Aim of the exercise | Render the listing below as a two-column CSV with the headers text and answer and one row per answer. Put each text and its answer in their own quoted fields, replace line breaks with spaces, and leave out the pictures.

[Rows from a pointing dataset]
↓↓↓

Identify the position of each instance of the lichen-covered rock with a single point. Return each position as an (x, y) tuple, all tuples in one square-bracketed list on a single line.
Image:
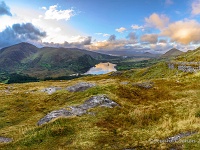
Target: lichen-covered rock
[(79, 87), (51, 90), (116, 73), (54, 114), (5, 140), (145, 85), (98, 100)]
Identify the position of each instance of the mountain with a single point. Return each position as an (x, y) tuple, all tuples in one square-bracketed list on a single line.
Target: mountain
[(13, 55), (190, 56), (172, 53), (130, 53), (150, 108), (48, 61)]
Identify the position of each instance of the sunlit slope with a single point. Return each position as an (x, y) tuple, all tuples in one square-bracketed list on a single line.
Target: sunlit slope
[(155, 103), (44, 62), (190, 56)]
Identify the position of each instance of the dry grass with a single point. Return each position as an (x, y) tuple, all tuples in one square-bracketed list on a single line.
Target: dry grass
[(144, 115)]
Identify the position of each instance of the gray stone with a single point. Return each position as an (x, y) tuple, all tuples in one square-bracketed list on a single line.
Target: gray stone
[(124, 83), (145, 85), (51, 90), (79, 87), (116, 73), (98, 100), (54, 114), (5, 140)]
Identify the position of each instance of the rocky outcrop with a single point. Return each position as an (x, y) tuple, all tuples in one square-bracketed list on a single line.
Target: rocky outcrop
[(116, 73), (95, 101), (51, 90), (185, 66), (145, 85), (5, 140), (79, 87)]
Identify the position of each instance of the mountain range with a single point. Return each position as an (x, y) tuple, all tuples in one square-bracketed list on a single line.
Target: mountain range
[(172, 53), (48, 61)]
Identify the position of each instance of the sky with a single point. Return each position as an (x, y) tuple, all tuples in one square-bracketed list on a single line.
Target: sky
[(144, 25)]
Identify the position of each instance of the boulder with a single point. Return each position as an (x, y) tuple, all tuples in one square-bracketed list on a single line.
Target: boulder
[(51, 90), (98, 100), (145, 85), (79, 87), (5, 140)]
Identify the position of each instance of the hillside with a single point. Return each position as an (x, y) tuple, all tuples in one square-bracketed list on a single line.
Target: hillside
[(48, 61), (172, 53), (190, 56), (147, 109)]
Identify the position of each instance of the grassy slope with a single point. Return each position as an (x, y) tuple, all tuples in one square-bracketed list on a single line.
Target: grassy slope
[(169, 108)]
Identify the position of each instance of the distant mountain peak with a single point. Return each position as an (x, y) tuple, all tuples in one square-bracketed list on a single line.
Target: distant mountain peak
[(172, 52)]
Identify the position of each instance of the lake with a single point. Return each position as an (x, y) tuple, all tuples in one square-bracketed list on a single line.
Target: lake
[(102, 68)]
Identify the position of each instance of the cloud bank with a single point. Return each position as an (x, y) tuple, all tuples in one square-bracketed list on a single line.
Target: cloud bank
[(53, 13), (4, 9), (20, 33)]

↑↑↑

Reply |
text,answer
"Identify the position of each instance of the lichen-covered rock with a single point. Return each position as an (x, y) tuple, all tuples in one square-bracketed list on a single line. Image: Target: lichen-covered rock","[(79, 87), (51, 90), (116, 73), (54, 114), (5, 140), (145, 85), (98, 100)]"
"Identify the position of each instance of the mountain with a single point. Return each position as an (x, y) tuple, all tuples in one square-bracketed list on a single line. Target: mountain","[(13, 55), (190, 56), (172, 53), (130, 53), (150, 108), (48, 61)]"
"Identify the position of each instance of the sunlit slope with a single point. Return each position as an (x, y) tuple, all tuples in one square-bracketed list on a single line. Target: sunlit slope","[(155, 103), (44, 62), (190, 56)]"
"Identify the position of each instance of the dry grass with a single point. Return each position as an (x, y) tuple, all tuples in one square-bracketed list on a single line. Target: dry grass","[(144, 115)]"
"Identify the position of each instance of the gray stone with a single point. Return each position as an (x, y) tuple, all tuples in one square-bracketed list on a single line. Target: gray stone","[(124, 83), (145, 85), (51, 90), (79, 87), (116, 73), (98, 100), (54, 114), (5, 140)]"
"Identify the position of each instance of the rocky outcrop with a single point. Return each position as an (x, y) tuple, all tuples in one square-bracketed list on a single line. Target: rocky outcrop","[(116, 73), (95, 101), (51, 90), (185, 66), (145, 85), (5, 140), (79, 87)]"
"Identify the position of each instance of the mountain range with a single point. Return each position as an (x, y) tuple, all tuples in one square-bracketed list on a single line. Target: mountain range","[(172, 53), (48, 61)]"
"Identify the position of each instance of the sky with a single point. Return each position as an (x, y) tuple, all tuples in one square-bracketed list on a single line. Target: sky","[(144, 25)]"
"Identify the position of each instance of the boulder with a single point. Return each position as an (x, y) tuple, all tuples in one square-bracketed list on a single line. Target: boulder","[(51, 90), (98, 100), (145, 85), (79, 87), (5, 140)]"
"Identify the position of each instance of the hillside with a single point. Return each position as an (x, y) tuple, all tuples in one square-bracketed list on a single line. Target: hillside","[(48, 61), (172, 53), (190, 56), (147, 109)]"
"Identify the position of each instance of the grassy slope with a single point. Return each position as an (x, y) tuple, all tuples in one square-bracketed list on a single line. Target: grassy slope","[(169, 108)]"
"Identify the position of each instance of the distant mountain peak with a single point. Return each position as an (x, y) tuple, all tuples in one square-bracketed list on a single line. Target: distant mountain peak","[(172, 52)]"
"Identify the position of each instance of the lake with a single point. Return each position as an (x, y) tuple, all tuples in one square-bracketed list on a single line. Target: lake","[(102, 68)]"
"Identify the position of each instance of the cloud bank with a single point. Return each position as an (x, y) tuple, all tuples in one square-bracketed list on a single line. Target: cloud bank","[(53, 13), (4, 9), (20, 33)]"